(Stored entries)
▬▬▬▬▬▬

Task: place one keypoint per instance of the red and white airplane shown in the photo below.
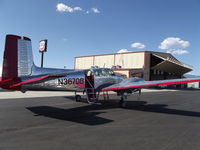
(20, 73)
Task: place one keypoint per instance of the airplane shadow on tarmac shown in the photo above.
(88, 114)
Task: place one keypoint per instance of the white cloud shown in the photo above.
(95, 10)
(78, 9)
(60, 7)
(64, 8)
(123, 51)
(174, 45)
(138, 45)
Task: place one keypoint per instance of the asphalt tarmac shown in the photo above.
(167, 120)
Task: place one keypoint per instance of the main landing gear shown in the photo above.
(124, 96)
(123, 100)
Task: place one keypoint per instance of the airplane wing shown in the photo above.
(131, 84)
(31, 79)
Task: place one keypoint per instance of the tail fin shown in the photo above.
(18, 57)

▬▬▬▬▬▬

WHAT YOU WILL DO
Write out all of these lines again, including each request, and add 123 to every number in the point coordinates given as answers. Leave the pictures out.

EXERCISE OUTPUT
Task: place one keypoint per instance of the red and white airplane shown in the photo below.
(143, 196)
Task: place one keypoint per instance of the airplane shadow on tarmac shown in the photo above.
(211, 237)
Task: place one keypoint per instance of the white cloud shown in the photo above.
(218, 133)
(201, 132)
(183, 130)
(187, 131)
(246, 174)
(297, 168)
(261, 168)
Task: place one keypoint per instance of the asphalt tarmac shown in the photo above.
(290, 243)
Task: place one keypoint per instance of the main landing gear shown in the photo above.
(247, 219)
(246, 223)
Task: place one keypoint per instance of the airplane wing shown in the photo above.
(254, 207)
(154, 202)
Task: place one keypoint per instance of the tail fin shown in the photo above.
(141, 180)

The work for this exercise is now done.